## Text passage
☆ ☆ ☆ ☆ ☆

# Another Schwarzschild question

1. Aug 1, 2008

### snoopies622

Recently I read that from the perspective of a distant observer
$$(r \gg r_s =\frac{2GM}{c^2})$$
the speed of a beam of light moving directly towards the center of a spherical (non-rotating, non-charged) object decreases because if we set $$ds^2=d\theta ^2 =d\phi ^2 = 0$$ then
$$\frac {dr}{dt}=c(1-\frac {r_s}{r})$$.

I was wondering why this interpretation is favored over the following one: in the Schwarzschild metric, the speed of light stays the same everywhere, but the distance between successive r coordinates increases asympotically as $$r \rightarrow r_s$$. This would also be consistent with
$$\frac {dr}{dt} \rightarrow 0$$ for light as $$r \rightarrow r_s$$.

Does this interpretation fail somehow?

2. Aug 1, 2008

### Mentz114

If both positions explain the observations equally well, we can't say which one is 'actually correct'. And to me they do just that.

3. Aug 1, 2008

### George Jones

Staff Emeritus
This is a coordinate speed. Any observer, freely falling or acccelerated, at any r that the light whizzes by measures the speed of light to be c.

I don't know what "distance" means. I do know what "coordinate speed" and "measured speed" mean.

4. Aug 1, 2008

### yuiop

Hi Snoopies,
As you know there is usually more than one physical interpretation of a given situation in relativity. The speed of light is always c as measured by a local observer and according to an observer at infinity the speed of light is:

$$c' = \frac {dr}{dt}=c(1-\frac {r_s}{r})$$

The two observations can be combined into one more general equation:

$$c' = \frac {dr}{dt}=\frac{c(1- r_s/r)}{(1 - r_s/R)}$$

where R is the location of the observer and r is the location of the measurement. It is easy to see when R=r the local speed of light c' = c.

At the event horizon the speed of light is zero according to an observer at infinity and c according to a stationary observer located at the event horizon. It is a mute point whether you can actually have a statinary observer at the event horizon. In fact if you look at the general equation for the speed of light that I gave above, the local speed of light at the event horizon is not zero, but 0/0 which means undetermined. Anyway, the event horizon is mathematically tricky. Further down into the black hole below the event horizon things get more interesting. While a local observer (if one could actually exist there) always sees the local speed of a falling photon as positive and always heading from the event horizon to the assumed singularity at the centre, while the observer at infinity see the photon as heading in the opposite direction away from the singularity. Although this by itself does not prove that everything asymptotically "gravitates" towards the event horizon, close inspection of the equations for the acceleration and velocity of particles with rest mass support this view and further suggest there is no mass at the singularity (IMHO).

5. Aug 2, 2008

### snoopies622

Thanks all. I have a follow-up if I may.

☆ ☆ ☆ ☆ ☆

## Recorded data
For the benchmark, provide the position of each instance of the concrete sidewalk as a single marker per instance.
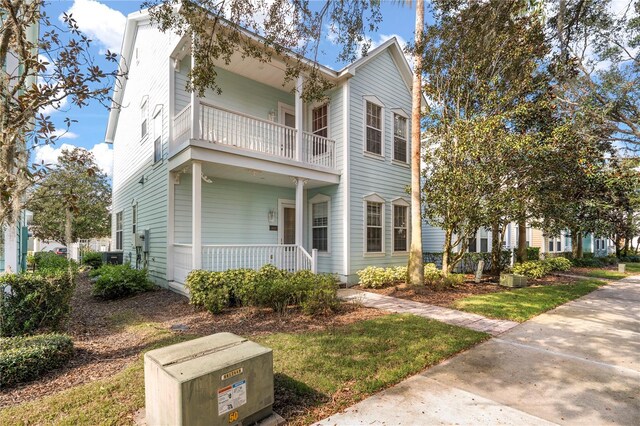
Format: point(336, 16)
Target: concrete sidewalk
point(449, 316)
point(578, 364)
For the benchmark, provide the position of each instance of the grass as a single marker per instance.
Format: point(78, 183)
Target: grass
point(316, 373)
point(525, 303)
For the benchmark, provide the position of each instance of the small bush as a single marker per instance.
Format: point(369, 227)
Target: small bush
point(32, 302)
point(208, 290)
point(27, 358)
point(432, 275)
point(532, 269)
point(558, 263)
point(117, 281)
point(92, 259)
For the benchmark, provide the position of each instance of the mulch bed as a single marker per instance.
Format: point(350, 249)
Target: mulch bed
point(104, 346)
point(446, 297)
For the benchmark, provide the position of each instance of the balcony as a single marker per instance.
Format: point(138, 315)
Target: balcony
point(224, 127)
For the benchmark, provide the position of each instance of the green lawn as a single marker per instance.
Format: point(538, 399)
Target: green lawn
point(316, 373)
point(524, 303)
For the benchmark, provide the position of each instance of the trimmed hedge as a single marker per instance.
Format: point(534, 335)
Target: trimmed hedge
point(118, 281)
point(32, 302)
point(268, 287)
point(27, 358)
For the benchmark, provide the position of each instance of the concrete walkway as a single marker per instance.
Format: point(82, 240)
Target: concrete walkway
point(450, 316)
point(578, 364)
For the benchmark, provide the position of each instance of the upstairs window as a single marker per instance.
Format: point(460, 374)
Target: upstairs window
point(399, 138)
point(144, 117)
point(157, 134)
point(374, 128)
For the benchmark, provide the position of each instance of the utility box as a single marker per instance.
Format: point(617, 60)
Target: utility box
point(222, 379)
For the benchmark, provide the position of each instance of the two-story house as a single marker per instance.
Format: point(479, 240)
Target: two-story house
point(254, 175)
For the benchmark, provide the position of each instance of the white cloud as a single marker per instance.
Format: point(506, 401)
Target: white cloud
point(100, 23)
point(103, 154)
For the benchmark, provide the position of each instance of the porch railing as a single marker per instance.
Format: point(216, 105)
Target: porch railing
point(225, 127)
point(182, 262)
point(289, 257)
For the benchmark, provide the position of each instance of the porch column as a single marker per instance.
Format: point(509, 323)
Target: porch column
point(298, 113)
point(299, 211)
point(196, 202)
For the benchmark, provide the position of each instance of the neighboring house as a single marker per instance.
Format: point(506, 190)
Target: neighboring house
point(255, 175)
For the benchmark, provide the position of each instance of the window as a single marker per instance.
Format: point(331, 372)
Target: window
point(320, 226)
point(157, 134)
point(374, 227)
point(144, 116)
point(484, 245)
point(472, 245)
point(134, 218)
point(374, 128)
point(400, 220)
point(320, 127)
point(119, 231)
point(399, 138)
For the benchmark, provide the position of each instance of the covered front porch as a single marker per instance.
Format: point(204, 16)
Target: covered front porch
point(226, 217)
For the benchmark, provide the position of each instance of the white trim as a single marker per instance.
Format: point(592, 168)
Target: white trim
point(400, 202)
point(346, 198)
point(282, 203)
point(375, 101)
point(373, 198)
point(318, 199)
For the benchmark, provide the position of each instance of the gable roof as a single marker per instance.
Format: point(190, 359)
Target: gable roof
point(136, 18)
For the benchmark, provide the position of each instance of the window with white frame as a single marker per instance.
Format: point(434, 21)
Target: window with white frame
point(374, 224)
point(400, 227)
point(320, 226)
point(144, 117)
point(157, 135)
point(373, 128)
point(399, 138)
point(119, 231)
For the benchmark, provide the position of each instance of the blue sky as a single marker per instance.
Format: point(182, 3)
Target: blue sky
point(104, 21)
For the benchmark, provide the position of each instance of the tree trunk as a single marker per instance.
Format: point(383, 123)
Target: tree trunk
point(579, 252)
point(521, 255)
point(68, 230)
point(496, 248)
point(415, 267)
point(574, 244)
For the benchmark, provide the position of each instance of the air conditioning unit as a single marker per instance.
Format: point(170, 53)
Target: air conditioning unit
point(222, 379)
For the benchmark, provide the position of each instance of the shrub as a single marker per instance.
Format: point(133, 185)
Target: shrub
point(208, 290)
point(117, 281)
point(92, 259)
point(558, 263)
point(27, 358)
point(31, 302)
point(532, 269)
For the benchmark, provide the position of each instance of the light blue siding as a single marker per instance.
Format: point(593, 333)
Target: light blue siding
point(369, 174)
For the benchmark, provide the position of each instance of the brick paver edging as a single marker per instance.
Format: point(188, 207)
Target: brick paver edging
point(449, 316)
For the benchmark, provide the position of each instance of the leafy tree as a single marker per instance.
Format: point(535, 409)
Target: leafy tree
point(42, 66)
point(73, 201)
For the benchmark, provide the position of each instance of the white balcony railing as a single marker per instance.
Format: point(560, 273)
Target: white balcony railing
point(289, 257)
point(225, 127)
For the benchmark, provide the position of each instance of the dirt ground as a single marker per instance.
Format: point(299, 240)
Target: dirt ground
point(105, 345)
point(446, 297)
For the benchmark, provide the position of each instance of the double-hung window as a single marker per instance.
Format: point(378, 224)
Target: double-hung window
point(374, 225)
point(320, 226)
point(320, 127)
point(373, 128)
point(157, 135)
point(399, 138)
point(119, 231)
point(400, 227)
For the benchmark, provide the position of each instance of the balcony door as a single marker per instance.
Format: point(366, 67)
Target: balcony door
point(287, 118)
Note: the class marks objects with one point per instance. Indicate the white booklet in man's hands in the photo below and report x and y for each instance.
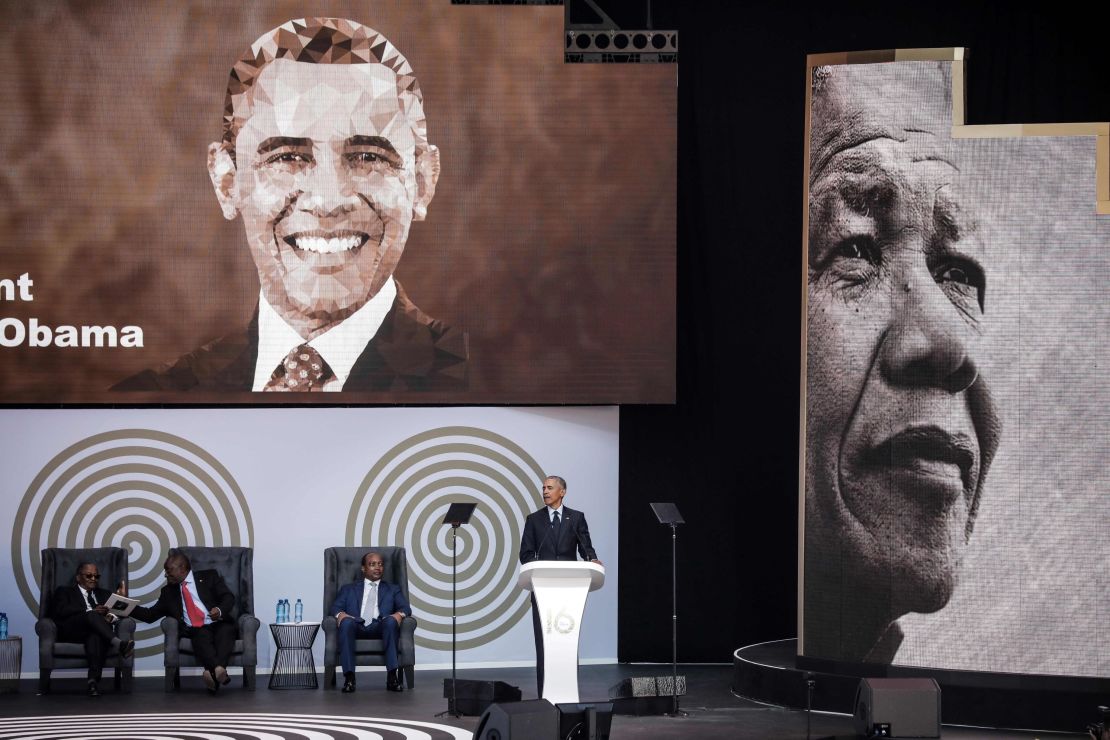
(120, 606)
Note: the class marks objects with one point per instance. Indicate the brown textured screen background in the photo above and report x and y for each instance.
(551, 237)
(1033, 590)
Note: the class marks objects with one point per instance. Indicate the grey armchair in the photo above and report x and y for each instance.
(235, 565)
(343, 565)
(59, 565)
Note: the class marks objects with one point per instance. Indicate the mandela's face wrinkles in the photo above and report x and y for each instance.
(898, 418)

☆ ☆ ☆ ☆ ☆

Reproduce the part of the Schwarzschild thread above from "The two observations" up to and including "light c' = c.".

## Finished task
The two observations can be combined into one more general equation:

$$c' = \frac {dr}{dt}=\frac{c(1- r_s/r)}{(1 - r_s/R)}$$

where R is the location of the observer and r is the location of the measurement. It is easy to see when R=r the local speed of light c' = c.